------ Records for this exercise
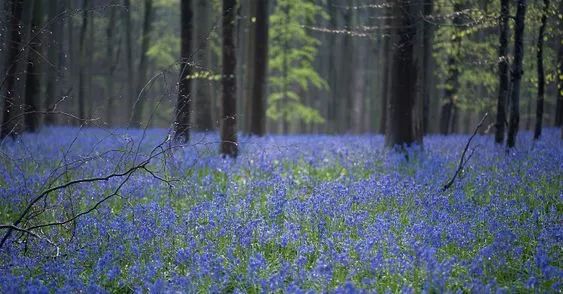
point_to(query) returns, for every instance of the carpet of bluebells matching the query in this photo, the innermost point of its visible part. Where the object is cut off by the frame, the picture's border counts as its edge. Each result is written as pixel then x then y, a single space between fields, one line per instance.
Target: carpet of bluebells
pixel 291 214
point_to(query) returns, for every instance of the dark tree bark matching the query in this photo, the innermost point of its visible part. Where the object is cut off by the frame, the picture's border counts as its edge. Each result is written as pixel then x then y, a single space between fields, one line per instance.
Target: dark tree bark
------------
== Short task ==
Write out the lines above again, substituting "central point" for every "innermost point" and leaving everything else unchanged. Omit the pictures from your answer.

== Output for this task ==
point_to(query) returns, for every instance of the carpet of bluebells matching the query in this photo, the central point of its visible part. Where the object is cut off by the frame, the picture's border counts as its edge. Each result is written as pixel then x then y, a single space between fields, one line per instance.
Target: carpet of bluebells
pixel 291 214
point_to(query) returns, for every instance of the dark tree bark matching the query in this photo, the central point of its visible part. Where the object is cut off by the frame, the picture's border counts as its edge. Each result is written as pixel then x then y, a single space between fields, one line per instance.
Target: dark tree bark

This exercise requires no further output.